● **Stored rows**:
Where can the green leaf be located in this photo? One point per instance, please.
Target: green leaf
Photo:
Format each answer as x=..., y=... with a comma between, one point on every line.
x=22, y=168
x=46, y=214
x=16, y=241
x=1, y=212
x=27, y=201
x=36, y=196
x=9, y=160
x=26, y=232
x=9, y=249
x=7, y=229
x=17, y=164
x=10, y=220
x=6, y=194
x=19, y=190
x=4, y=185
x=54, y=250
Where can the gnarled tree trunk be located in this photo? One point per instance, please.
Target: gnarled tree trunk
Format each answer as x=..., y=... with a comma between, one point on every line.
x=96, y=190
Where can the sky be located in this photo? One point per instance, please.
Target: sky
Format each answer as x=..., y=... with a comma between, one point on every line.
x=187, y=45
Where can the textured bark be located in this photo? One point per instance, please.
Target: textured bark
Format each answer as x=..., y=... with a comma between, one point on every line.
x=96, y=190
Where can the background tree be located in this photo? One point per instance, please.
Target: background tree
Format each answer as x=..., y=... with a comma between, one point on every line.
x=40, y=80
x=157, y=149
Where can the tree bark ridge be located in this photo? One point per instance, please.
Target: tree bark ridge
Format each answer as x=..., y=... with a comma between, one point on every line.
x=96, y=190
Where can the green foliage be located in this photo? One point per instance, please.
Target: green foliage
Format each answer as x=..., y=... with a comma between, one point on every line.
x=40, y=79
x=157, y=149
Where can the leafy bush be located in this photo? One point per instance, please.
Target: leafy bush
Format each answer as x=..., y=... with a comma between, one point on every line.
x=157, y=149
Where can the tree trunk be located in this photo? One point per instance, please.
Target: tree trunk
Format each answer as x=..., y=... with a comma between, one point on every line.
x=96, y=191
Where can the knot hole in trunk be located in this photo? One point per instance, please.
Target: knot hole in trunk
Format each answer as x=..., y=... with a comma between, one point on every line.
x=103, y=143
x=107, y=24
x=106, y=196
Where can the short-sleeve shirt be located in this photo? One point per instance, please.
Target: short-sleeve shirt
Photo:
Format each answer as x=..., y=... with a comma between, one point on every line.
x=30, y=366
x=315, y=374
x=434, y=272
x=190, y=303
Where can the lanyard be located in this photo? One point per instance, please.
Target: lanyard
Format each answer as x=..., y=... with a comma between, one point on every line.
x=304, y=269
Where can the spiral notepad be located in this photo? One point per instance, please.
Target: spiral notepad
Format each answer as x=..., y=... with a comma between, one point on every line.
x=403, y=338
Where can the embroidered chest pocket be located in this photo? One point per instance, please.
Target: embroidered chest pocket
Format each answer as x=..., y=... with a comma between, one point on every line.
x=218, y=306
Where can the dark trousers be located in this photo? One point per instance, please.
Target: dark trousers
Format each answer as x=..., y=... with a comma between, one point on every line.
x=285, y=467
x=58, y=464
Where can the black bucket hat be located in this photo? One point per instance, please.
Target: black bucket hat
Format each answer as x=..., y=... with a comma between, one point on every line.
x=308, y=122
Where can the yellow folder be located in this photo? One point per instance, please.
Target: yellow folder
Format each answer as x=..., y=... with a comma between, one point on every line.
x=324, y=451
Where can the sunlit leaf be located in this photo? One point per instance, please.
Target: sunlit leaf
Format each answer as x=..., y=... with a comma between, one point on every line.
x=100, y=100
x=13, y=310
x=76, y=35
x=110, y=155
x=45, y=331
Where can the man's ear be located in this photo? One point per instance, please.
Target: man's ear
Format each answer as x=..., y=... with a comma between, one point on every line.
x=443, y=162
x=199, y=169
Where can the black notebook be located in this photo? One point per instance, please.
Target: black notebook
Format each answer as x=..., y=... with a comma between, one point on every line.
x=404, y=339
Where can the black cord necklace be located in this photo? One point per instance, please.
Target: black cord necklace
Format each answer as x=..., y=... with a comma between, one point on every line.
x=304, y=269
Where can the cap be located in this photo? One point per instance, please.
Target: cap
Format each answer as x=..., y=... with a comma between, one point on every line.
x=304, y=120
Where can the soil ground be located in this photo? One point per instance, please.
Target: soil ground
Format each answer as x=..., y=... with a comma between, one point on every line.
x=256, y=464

● **Stated exercise**:
Render every line of the listing above as a numbered list, omitting any blank lines.

● **Written reply**:
1. Where can the green leaf be located in this photo? One point per instance, please.
2. Target: green leaf
3. Photo:
4. Format each answer as x=..., y=... with a comma between, one point on every line.
5. x=22, y=168
6. x=46, y=214
7. x=16, y=241
8. x=1, y=212
9. x=27, y=201
10. x=36, y=196
11. x=9, y=160
12. x=26, y=232
13. x=9, y=249
14. x=7, y=229
15. x=17, y=164
16. x=10, y=220
17. x=6, y=194
18. x=19, y=190
19. x=4, y=185
20. x=54, y=250
21. Where can the gnarled tree trunk be located in this photo? One point per instance, please.
22. Target: gnarled tree trunk
23. Format each answer as x=..., y=... with a comma between, one point on every line.
24. x=96, y=190
25. Where can the sky be located in this photo? One point per instance, please.
26. Target: sky
27. Format each answer as x=..., y=... with a comma between, one point on every line.
28. x=187, y=45
29. Where can the textured bark be located in this photo? One point per instance, please.
30. Target: textured bark
31. Format each answer as x=..., y=... with a comma between, one point on every line.
32. x=96, y=190
33. Where can the background tree be located in this photo? One point per instance, please.
34. Target: background tree
35. Format each answer as x=..., y=... with a comma between, one point on every line.
36. x=40, y=80
37. x=157, y=149
38. Where can the tree bark ridge be located in this photo? One point per instance, please.
39. Target: tree bark ridge
40. Format each answer as x=..., y=... with a comma between, one point on every line.
41. x=96, y=190
42. Where can the green foliage be located in this photo? One point per instance, please.
43. Target: green foliage
44. Format each answer as x=..., y=... with a comma between, one point on every line.
45. x=40, y=79
46. x=157, y=149
47. Where can the leafy bush be located in this photo? One point per instance, please.
48. Target: leafy bush
49. Format each answer as x=..., y=... with a comma between, one point on every line.
50. x=157, y=149
51. Where can the tree trunk be located in this photo? One point per instance, please.
52. Target: tree trunk
53. Format each answer as x=..., y=... with a comma between, one point on every line.
54. x=96, y=191
55. Where can the knot hole in trunk be located in this photo? One point per instance, please.
56. Target: knot hole in trunk
57. Format each answer as x=..., y=... with a comma between, one point on every line.
58. x=103, y=143
59. x=107, y=24
60. x=106, y=196
61. Where can the short-sleeve shirt be located in this photo? One point per instance, please.
62. Target: short-sleeve shirt
63. Photo:
64. Format each answer as x=..., y=... with a comma between, one point on every line.
65. x=30, y=366
66. x=315, y=374
67. x=434, y=272
68. x=190, y=303
69. Where can the lanyard be located in this photo? One point per instance, please.
70. Target: lanyard
71. Format each answer as x=..., y=... with a comma between, one point on every line.
72. x=304, y=269
73. Where can the spiral notepad be located in this photo? One point per instance, please.
74. Target: spiral notepad
75. Format each answer as x=..., y=... with a comma between, one point on every line.
76. x=403, y=338
77. Where can the embroidered chest pocket be located in this photo? One point per instance, please.
78. Target: embroidered chest pocket
79. Format each answer as x=..., y=... with a comma between, one point on every line.
80. x=218, y=306
81. Where can the dark trousers be located in this photo? One point per instance, please.
82. Target: dark trousers
83. Format each answer as x=..., y=... with a comma between, one point on every line.
84. x=285, y=467
85. x=58, y=464
86. Where can the black bucket hat be located in this photo? One point per instance, please.
87. Target: black bucket hat
88. Format each answer as x=..., y=... with a comma between, one point on every line.
89. x=308, y=122
90. Where can the yellow folder be located in this photo? One point per instance, please.
91. Target: yellow folder
92. Format each answer as x=..., y=... with a comma between, one point on every line.
93. x=324, y=451
94. Where can the sunlit leaf be located in this photo? One point per instance, please.
95. Target: sunlit leaf
96. Format each answer as x=..., y=... with a comma between, one point on every line.
97. x=100, y=100
98. x=13, y=310
99. x=76, y=35
100. x=110, y=155
101. x=45, y=331
102. Where can the man's ear be located in this photo? One point per instance, please.
103. Target: man's ear
104. Format each answer as x=..., y=... with a comma between, one point on every line.
105. x=443, y=162
106. x=199, y=169
107. Where can the black notebook be located in this photo? One point per instance, please.
108. Target: black notebook
109. Format each answer as x=..., y=... with a comma between, one point on every line.
110. x=404, y=339
111. Where can the black cord necklace be located in this photo? One point per instance, please.
112. Target: black cord necklace
113. Format each answer as x=..., y=... with a comma between, one point on every line.
114. x=304, y=269
115. Where can the cap be located in this photo? One point per instance, please.
116. Target: cap
117. Format each answer as x=..., y=... with a comma between, one point on every line.
118. x=304, y=120
119. Where can the soil ground be located in this photo? One point per instance, please.
120. Target: soil ground
121. Format each answer as x=..., y=... with a comma between, one point on every line.
122. x=256, y=464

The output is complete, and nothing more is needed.